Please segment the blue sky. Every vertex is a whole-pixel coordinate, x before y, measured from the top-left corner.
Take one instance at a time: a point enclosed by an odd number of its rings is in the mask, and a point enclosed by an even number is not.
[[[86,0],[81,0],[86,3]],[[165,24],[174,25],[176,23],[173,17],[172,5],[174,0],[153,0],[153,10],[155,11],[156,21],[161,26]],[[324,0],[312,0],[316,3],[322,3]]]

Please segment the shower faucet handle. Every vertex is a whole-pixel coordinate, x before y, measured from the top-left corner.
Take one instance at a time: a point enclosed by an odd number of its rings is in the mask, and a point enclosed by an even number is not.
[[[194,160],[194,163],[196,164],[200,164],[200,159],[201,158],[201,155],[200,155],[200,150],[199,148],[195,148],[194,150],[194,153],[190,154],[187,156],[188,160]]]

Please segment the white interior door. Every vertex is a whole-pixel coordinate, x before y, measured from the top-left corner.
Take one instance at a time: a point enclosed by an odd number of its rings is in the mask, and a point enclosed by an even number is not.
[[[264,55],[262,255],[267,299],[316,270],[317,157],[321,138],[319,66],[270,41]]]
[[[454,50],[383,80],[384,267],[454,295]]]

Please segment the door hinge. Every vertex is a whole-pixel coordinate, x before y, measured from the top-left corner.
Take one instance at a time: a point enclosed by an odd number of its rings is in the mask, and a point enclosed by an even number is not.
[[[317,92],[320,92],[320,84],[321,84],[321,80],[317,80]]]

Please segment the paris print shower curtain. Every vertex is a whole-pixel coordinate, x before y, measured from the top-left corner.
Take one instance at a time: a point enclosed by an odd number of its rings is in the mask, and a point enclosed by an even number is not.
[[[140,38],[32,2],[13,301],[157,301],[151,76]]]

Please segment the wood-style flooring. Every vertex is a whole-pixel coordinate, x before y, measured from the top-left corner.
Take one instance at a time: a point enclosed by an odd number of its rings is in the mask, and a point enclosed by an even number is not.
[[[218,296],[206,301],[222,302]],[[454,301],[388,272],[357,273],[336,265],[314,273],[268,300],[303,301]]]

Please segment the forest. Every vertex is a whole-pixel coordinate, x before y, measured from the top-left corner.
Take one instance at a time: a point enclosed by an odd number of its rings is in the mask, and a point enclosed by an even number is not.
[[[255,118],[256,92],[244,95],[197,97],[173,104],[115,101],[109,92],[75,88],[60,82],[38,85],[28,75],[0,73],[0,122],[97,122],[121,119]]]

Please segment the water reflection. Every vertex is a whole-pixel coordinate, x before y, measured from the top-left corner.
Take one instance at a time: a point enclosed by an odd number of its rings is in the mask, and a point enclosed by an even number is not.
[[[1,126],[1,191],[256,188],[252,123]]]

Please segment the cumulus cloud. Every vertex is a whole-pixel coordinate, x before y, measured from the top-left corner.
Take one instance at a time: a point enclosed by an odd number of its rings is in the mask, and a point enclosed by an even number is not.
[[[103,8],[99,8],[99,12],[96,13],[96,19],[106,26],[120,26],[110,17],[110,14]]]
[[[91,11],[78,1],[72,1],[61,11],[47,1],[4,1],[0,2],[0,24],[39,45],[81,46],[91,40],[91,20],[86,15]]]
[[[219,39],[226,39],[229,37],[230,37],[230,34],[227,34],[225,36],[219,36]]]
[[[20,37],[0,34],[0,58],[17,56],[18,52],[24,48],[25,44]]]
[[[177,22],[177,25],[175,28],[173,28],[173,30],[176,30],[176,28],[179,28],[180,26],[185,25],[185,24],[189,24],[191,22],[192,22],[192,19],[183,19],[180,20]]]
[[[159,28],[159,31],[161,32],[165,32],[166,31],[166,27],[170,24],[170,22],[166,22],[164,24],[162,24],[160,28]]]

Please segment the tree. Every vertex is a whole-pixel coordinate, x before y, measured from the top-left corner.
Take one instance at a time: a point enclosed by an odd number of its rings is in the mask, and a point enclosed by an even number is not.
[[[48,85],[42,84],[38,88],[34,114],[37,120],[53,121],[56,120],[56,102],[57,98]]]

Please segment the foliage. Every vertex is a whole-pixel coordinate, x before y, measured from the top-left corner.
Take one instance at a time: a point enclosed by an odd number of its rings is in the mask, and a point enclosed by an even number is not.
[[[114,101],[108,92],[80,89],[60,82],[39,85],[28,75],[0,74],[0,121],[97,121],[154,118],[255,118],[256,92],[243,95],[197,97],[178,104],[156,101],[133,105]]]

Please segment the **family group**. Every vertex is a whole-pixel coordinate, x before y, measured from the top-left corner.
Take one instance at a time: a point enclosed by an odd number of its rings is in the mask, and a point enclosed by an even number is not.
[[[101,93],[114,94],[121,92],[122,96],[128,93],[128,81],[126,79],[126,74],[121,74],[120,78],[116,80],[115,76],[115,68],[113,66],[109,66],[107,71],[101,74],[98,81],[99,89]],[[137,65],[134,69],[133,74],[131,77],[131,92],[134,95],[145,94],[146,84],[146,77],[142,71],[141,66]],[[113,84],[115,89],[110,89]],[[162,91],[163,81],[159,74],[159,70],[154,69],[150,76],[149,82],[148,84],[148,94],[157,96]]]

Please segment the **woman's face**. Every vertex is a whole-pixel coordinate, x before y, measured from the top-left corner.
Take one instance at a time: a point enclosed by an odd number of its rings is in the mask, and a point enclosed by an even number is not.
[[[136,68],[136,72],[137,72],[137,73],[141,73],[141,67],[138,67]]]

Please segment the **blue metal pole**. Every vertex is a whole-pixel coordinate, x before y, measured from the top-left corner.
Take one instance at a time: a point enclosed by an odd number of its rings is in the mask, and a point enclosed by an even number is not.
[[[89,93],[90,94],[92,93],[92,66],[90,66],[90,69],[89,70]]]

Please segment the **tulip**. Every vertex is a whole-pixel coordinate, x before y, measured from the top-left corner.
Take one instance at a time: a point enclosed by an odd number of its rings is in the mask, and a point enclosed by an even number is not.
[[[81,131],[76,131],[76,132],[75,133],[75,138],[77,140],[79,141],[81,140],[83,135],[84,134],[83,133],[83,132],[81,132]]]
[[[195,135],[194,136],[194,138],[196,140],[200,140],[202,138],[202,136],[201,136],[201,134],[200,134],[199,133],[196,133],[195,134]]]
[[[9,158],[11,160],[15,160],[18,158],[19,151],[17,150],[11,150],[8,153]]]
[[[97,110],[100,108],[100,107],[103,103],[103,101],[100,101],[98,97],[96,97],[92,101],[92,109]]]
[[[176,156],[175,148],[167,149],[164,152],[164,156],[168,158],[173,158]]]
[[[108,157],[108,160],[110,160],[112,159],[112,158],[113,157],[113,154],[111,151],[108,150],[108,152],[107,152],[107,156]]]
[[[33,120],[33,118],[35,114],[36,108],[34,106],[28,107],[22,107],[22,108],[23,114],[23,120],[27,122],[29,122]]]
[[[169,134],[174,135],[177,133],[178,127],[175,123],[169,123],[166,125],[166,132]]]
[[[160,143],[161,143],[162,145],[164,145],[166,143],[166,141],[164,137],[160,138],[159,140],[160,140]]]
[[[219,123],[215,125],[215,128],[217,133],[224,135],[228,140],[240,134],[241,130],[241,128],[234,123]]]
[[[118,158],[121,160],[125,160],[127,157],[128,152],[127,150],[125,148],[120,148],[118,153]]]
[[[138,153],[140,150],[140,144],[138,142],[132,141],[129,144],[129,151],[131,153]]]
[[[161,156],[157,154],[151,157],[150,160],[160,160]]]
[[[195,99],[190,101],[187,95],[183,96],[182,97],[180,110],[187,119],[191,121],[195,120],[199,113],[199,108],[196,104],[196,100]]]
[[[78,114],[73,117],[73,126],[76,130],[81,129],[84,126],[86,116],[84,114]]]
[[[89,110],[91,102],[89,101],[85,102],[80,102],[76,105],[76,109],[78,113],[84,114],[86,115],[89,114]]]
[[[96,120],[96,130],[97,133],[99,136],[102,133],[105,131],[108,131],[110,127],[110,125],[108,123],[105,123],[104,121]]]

__________________________________________________

### [Problem to solve]
Shift the polygon outlines in the rows from the line with "Please segment the white" up to and including the line with "[[[317,92],[320,92],[320,84],[321,84],[321,80],[317,80]]]" by adding 49 to every x and y coordinate. Write out only those lines again, requests included.

### [Solution to this task]
Please segment the white interior door. Every vertex is a whole-pixel coordinate, x before y, measured from the top-left corner.
Take one instance at a time: a point enclosed by an odd number of its rings is in the mask, and a point enclosed by an even number is not.
[[[313,104],[311,304],[316,348],[365,319],[366,206],[370,187],[368,115],[319,90]]]
[[[503,99],[432,129],[433,316],[503,344]]]

Please segment the door hinge. Every vertex is a whole-pixel coordinate, x before y, measured from the top-left corner.
Take one instance at a time: a point enclosed by an odd number of its rings is in the mask, and a point enclosed by an even number is not.
[[[366,141],[369,141],[369,133],[370,133],[370,129],[366,129]]]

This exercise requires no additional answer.